==== Document

Solution: You may solve the error by making the key of the attribute unique. For example:
Errors in the OLAP storage engine: A duplicate attribute key has been found when processing: Table: 'DimDate_x0024_', Column: 'Month', Value: 'April'. The attribute is 'Month'.
In this example, the Month attribute violates an attribute relationship (maybe Month->Year) for the month April meaning that April appears for more than one year. By adding the year to the key of the month attribute you would make the relationsship unique again.

Reason 3 (not that likely): You have an attribute with separate key and name source fields. When you check the data, you see that keys are appearing more than once with different entries in their name columns (note that it’s not a problem if the key appears more than once if only the name column is the same). In this case you will usually also see the key value in the error message, for example:
Errors in the OLAP storage engine: A duplicate attribute key has been found when processing: Table: 'dbo_Product2', Column: 'ProductCode', Value: '1'. The attribute is 'Product Name'.
This means that the attribute ‘Product Name’ uses the source column ‘ProductCode’ as the key and for the product code 1 there is more than one name.

Solution: Use a unique key column (unique with respect to the name column)

Long explanation Reason 1:

In this case our attribute is only defined by one single source column (acting as key, name and value information) from the data source view. When processing a dimension, SSAS run select distinct queries on the underlying source table, so a duplicated key should be impossible even if the key appears multiple times. Just think of a date dimension like the following one (just for years and months):

image_thumb15

In this case the year (2009) appears in multiple rows. However, defining an attribute year (using the the year column as the key) does not give a conflict as it is queried using a distinct query (so 2009 only appears once). So again, how could we get a duplicate result when using a select distinct query? Here is how my product table looked like:

image_thumb16

As you can see the ProductGroup column has one row with an empty string and another row with a NULL value. When SSAS queries this attribute during processing it runs the following SQL query (that can be captured using the profiler):

SELECT DISTINCT [dbo_Product].[ProductGroup] AS [dbo_ProductProductGroup0_0]
FROM [dbo].[Product] AS [dbo_Product]

The result of the query looks like this:

image_thumb

Now, with the default NULL processing for our dimension attribute being set to ‘Automatic’ meaning Zero (for numerical values) or Blank (for texts) the NULL value above is converted to an empty string. So the result set has two lines with an empty string and that causes the error.

========
==== Extracted information

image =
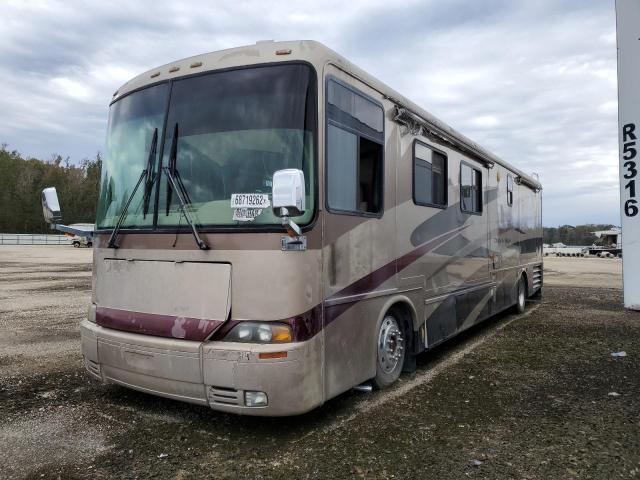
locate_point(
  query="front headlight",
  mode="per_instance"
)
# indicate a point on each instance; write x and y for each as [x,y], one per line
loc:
[263,332]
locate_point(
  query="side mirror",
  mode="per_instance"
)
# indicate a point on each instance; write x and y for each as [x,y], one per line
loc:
[50,205]
[288,193]
[288,197]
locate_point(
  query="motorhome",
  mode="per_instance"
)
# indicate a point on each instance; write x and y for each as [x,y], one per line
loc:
[276,226]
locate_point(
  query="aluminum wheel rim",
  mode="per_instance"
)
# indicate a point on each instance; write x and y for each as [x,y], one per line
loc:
[390,344]
[521,294]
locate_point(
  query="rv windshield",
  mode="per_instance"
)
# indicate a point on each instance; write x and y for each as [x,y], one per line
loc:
[236,128]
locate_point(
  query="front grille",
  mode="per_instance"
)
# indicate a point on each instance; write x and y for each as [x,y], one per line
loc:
[225,396]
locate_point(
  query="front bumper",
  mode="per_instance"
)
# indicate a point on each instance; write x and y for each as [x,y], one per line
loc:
[207,373]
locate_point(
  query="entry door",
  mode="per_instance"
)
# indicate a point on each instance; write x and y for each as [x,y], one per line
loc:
[358,227]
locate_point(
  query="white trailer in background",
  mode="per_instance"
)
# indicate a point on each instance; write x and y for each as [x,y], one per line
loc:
[628,36]
[83,232]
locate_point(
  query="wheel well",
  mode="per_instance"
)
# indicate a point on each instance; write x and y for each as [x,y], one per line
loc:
[407,316]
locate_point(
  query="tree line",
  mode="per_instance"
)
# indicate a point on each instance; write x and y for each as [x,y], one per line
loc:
[21,183]
[580,235]
[22,180]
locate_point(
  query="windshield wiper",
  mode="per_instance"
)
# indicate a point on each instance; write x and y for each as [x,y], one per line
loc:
[174,183]
[147,176]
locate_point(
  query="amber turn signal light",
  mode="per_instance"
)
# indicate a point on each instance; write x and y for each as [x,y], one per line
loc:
[267,355]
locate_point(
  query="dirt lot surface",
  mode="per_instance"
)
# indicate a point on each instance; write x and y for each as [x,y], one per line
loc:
[531,396]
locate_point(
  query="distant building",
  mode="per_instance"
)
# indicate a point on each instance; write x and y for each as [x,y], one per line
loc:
[611,237]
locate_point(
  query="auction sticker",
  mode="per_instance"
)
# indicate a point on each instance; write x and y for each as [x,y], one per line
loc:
[246,214]
[250,200]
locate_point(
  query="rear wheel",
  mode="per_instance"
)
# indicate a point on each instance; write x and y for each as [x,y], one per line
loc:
[390,351]
[522,295]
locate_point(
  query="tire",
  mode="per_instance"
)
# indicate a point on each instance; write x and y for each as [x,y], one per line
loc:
[521,297]
[390,350]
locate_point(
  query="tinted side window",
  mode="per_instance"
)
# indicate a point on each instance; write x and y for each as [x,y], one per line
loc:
[470,189]
[429,176]
[509,189]
[355,140]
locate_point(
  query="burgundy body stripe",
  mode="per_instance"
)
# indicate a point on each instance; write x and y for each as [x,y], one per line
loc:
[169,326]
[304,326]
[378,277]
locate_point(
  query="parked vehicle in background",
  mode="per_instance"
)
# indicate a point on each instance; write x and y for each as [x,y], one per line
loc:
[276,226]
[81,233]
[81,241]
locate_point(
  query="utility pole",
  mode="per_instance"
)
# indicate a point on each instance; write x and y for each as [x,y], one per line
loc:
[628,36]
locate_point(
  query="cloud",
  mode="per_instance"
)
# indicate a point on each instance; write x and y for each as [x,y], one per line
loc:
[534,82]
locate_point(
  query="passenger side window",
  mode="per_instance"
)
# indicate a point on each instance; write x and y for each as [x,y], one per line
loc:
[429,176]
[355,142]
[509,189]
[470,189]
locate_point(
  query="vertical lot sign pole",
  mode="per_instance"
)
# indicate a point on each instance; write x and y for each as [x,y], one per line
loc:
[628,36]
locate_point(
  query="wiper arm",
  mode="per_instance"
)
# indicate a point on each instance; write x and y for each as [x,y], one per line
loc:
[148,184]
[174,183]
[144,175]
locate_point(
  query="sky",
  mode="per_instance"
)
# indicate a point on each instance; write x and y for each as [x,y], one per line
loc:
[533,81]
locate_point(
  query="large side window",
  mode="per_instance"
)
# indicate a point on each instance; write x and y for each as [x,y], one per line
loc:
[470,189]
[429,176]
[355,142]
[509,189]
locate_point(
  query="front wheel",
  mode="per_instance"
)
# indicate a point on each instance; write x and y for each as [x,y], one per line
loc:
[522,295]
[390,351]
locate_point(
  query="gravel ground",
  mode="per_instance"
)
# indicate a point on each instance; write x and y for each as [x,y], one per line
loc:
[526,396]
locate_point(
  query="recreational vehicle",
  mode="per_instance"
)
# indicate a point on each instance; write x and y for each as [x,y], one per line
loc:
[276,226]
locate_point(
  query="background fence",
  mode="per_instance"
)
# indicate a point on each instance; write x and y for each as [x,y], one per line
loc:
[33,239]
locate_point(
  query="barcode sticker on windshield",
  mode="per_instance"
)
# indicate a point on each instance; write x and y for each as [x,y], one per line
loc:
[250,200]
[246,214]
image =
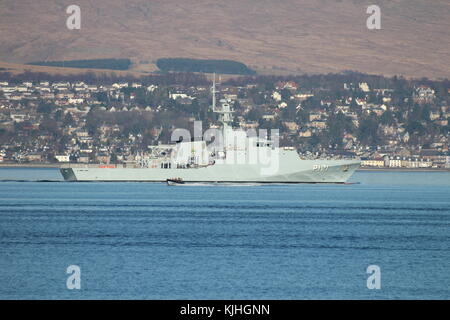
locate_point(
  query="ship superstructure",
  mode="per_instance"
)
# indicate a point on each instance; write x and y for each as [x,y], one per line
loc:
[233,156]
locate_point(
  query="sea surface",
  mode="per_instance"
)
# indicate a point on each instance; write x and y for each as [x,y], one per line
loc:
[153,241]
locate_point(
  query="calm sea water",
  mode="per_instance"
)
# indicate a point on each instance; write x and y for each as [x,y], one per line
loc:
[152,241]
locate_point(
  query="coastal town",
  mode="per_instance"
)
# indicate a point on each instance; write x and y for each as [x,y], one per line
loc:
[387,123]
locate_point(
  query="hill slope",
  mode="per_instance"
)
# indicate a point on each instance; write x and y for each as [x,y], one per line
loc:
[289,36]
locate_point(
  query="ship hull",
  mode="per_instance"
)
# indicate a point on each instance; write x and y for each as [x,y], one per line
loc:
[302,171]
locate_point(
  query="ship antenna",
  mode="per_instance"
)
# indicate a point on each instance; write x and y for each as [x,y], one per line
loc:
[214,92]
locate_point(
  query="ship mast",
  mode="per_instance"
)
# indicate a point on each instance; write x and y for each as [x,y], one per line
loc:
[225,112]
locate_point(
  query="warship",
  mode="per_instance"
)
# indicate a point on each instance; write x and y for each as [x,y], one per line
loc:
[232,156]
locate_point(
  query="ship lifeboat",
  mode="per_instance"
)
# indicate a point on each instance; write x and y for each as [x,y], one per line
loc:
[174,181]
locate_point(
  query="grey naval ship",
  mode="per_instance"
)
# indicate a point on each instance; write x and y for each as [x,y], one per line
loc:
[235,156]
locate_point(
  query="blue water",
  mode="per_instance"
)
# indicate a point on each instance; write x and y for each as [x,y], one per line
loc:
[152,241]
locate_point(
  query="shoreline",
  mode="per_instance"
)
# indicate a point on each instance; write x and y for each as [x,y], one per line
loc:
[57,166]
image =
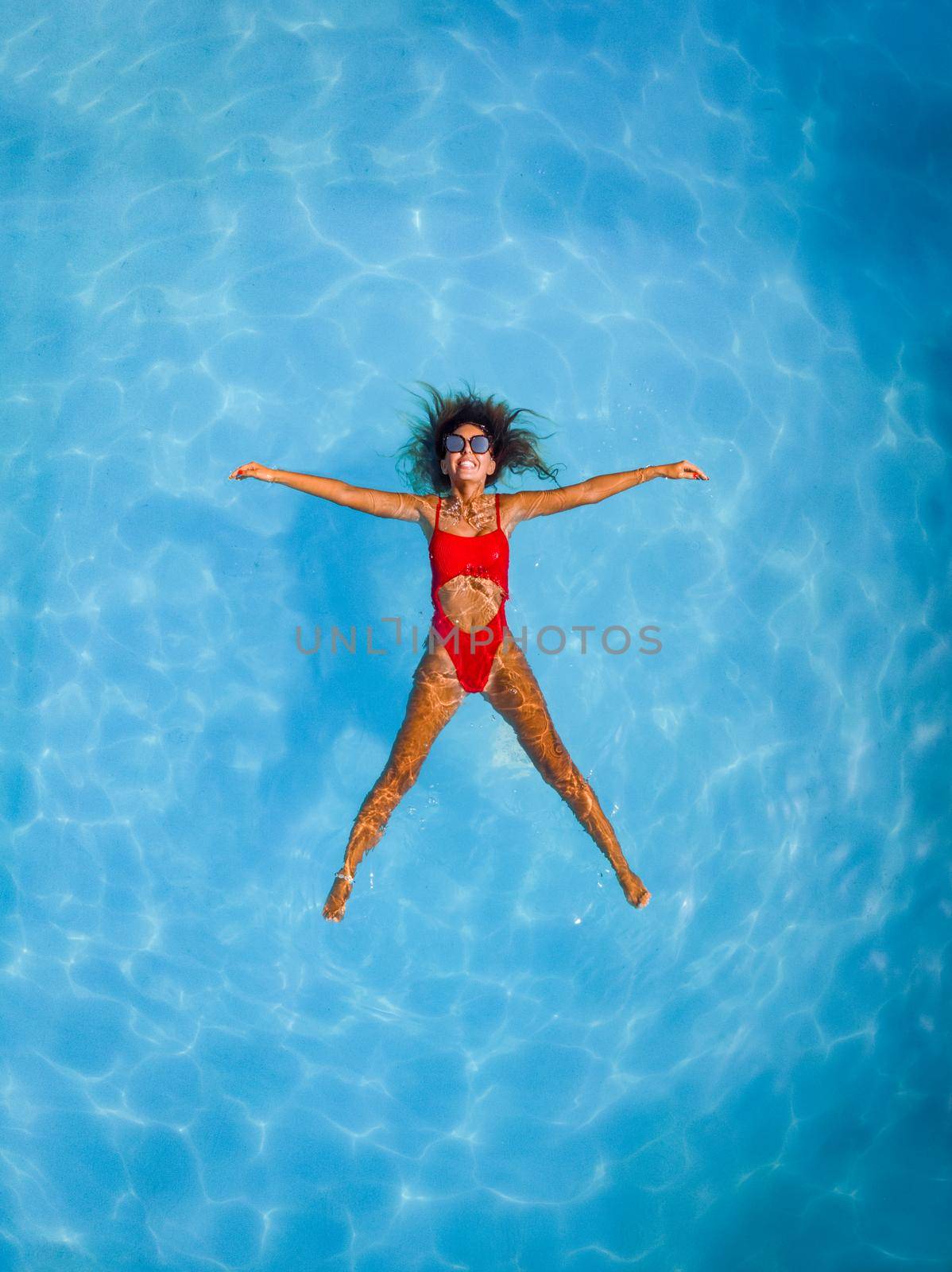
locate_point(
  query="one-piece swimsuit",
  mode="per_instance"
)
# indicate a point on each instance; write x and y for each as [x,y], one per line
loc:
[482,555]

========

- _Actions to take_
1. In the text on the duplicate attribute key error, why does the product table with one empty-string row and one NULL row in ProductGroup cause the error even though SSAS uses a select distinct query?
2. For each statement, say whether it agrees with the text on the duplicate attribute key error, and quote the words that decide it.
(a) Reason 3 is presented as the most likely cause of the error.
(b) A key that appears more than once is not a problem when the name column is the same.
(c) When processing a dimension, SSAS runs select distinct queries on the underlying source table.
3. List every source column that the text on the duplicate attribute key error refers to by name.

- _Results of the exercise_
1. The distinct query returns the empty string and the NULL as two separate rows. The attribute's default NULL processing is 'Automatic', which means Blank for texts, so the NULL is converted to an empty string. The result set then has two lines with an empty string, and that duplicate causes the error.

2.
(a) No: "Reason 3 (not that likely)"
(b) Yes: "note that it’s not a problem if the key appears more than once if only the name column is the same"
(c) Yes: "When processing a dimension, SSAS run select distinct queries on the underlying source table"

3.
Month
ProductCode
ProductGroup
year